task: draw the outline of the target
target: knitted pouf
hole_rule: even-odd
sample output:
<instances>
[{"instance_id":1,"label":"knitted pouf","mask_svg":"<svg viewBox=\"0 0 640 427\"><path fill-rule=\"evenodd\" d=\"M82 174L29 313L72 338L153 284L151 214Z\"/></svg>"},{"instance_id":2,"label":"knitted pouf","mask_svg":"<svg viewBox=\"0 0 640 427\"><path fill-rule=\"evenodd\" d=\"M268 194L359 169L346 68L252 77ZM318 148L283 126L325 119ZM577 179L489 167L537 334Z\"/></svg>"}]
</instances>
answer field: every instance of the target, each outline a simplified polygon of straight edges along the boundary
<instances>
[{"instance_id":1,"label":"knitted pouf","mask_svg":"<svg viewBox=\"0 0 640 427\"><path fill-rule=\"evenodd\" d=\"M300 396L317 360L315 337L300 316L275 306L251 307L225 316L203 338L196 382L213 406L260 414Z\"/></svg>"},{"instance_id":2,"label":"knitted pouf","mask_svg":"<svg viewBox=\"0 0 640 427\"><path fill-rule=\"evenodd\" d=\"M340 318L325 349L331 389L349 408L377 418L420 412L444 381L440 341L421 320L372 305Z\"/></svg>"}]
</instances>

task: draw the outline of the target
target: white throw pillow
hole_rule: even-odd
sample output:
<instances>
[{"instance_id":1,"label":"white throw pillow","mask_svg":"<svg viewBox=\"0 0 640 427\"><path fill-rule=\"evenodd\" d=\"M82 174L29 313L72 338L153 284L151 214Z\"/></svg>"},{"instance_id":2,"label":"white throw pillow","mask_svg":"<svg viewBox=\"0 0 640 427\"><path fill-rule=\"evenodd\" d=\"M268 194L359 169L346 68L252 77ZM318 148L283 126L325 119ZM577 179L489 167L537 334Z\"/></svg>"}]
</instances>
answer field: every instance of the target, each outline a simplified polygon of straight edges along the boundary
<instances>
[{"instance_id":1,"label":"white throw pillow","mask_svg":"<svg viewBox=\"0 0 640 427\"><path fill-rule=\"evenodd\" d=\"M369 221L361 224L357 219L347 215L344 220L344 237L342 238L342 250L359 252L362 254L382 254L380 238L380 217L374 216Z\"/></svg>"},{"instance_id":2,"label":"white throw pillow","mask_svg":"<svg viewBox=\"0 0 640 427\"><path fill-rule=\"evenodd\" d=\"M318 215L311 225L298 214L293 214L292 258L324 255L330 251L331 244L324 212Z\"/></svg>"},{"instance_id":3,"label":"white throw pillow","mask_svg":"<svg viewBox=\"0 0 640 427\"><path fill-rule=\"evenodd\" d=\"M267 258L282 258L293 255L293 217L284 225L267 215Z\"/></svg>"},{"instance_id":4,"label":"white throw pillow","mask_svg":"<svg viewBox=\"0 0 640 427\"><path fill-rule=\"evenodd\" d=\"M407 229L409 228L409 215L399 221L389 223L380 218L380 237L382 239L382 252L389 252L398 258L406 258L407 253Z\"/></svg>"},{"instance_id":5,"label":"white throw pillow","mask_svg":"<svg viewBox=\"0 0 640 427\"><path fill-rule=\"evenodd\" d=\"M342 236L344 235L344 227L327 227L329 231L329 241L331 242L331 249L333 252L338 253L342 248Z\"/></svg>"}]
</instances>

= = = =

Task objective
Output the entire listing exactly as it appears above.

Response to the exercise
task: draw the outline of the target
target: knitted pouf
hole_rule: even-odd
sample output:
<instances>
[{"instance_id":1,"label":"knitted pouf","mask_svg":"<svg viewBox=\"0 0 640 427\"><path fill-rule=\"evenodd\" d=\"M82 174L29 313L72 338L153 284L151 214Z\"/></svg>"},{"instance_id":2,"label":"knitted pouf","mask_svg":"<svg viewBox=\"0 0 640 427\"><path fill-rule=\"evenodd\" d=\"M268 194L359 169L346 68L252 77ZM318 148L283 126L325 119ZM577 179L489 167L537 334Z\"/></svg>"}]
</instances>
answer field: every instance of the target, each outline a simplified polygon of straight edges along the boundary
<instances>
[{"instance_id":1,"label":"knitted pouf","mask_svg":"<svg viewBox=\"0 0 640 427\"><path fill-rule=\"evenodd\" d=\"M300 396L317 360L315 337L300 316L275 306L251 307L225 316L203 338L196 382L213 406L260 414Z\"/></svg>"},{"instance_id":2,"label":"knitted pouf","mask_svg":"<svg viewBox=\"0 0 640 427\"><path fill-rule=\"evenodd\" d=\"M340 318L325 349L331 389L349 408L377 418L420 412L444 381L440 341L421 320L372 305Z\"/></svg>"}]
</instances>

task: draw the outline of the target
target: white throw pillow
hole_rule: even-odd
sample output:
<instances>
[{"instance_id":1,"label":"white throw pillow","mask_svg":"<svg viewBox=\"0 0 640 427\"><path fill-rule=\"evenodd\" d=\"M82 174L29 313L72 338L153 284L151 214Z\"/></svg>"},{"instance_id":2,"label":"white throw pillow","mask_svg":"<svg viewBox=\"0 0 640 427\"><path fill-rule=\"evenodd\" d=\"M268 194L359 169L346 68L252 77ZM318 148L283 126L325 119ZM577 179L489 167L537 334Z\"/></svg>"}]
</instances>
answer field: every instance of the target, each outline a simplified polygon of straight edges along the boundary
<instances>
[{"instance_id":1,"label":"white throw pillow","mask_svg":"<svg viewBox=\"0 0 640 427\"><path fill-rule=\"evenodd\" d=\"M369 221L361 224L357 219L347 215L344 220L344 237L342 238L342 250L359 252L362 254L382 254L380 238L380 217L374 216Z\"/></svg>"},{"instance_id":2,"label":"white throw pillow","mask_svg":"<svg viewBox=\"0 0 640 427\"><path fill-rule=\"evenodd\" d=\"M318 215L311 225L298 214L293 214L292 258L324 255L330 251L331 244L324 212Z\"/></svg>"},{"instance_id":3,"label":"white throw pillow","mask_svg":"<svg viewBox=\"0 0 640 427\"><path fill-rule=\"evenodd\" d=\"M267 258L282 258L293 255L293 217L284 225L267 215Z\"/></svg>"},{"instance_id":4,"label":"white throw pillow","mask_svg":"<svg viewBox=\"0 0 640 427\"><path fill-rule=\"evenodd\" d=\"M407 229L409 228L409 215L399 221L389 223L380 218L380 237L382 239L382 252L389 252L398 258L406 258L407 253Z\"/></svg>"},{"instance_id":5,"label":"white throw pillow","mask_svg":"<svg viewBox=\"0 0 640 427\"><path fill-rule=\"evenodd\" d=\"M342 236L344 235L344 227L327 227L329 231L329 241L331 242L331 249L333 252L338 253L342 248Z\"/></svg>"}]
</instances>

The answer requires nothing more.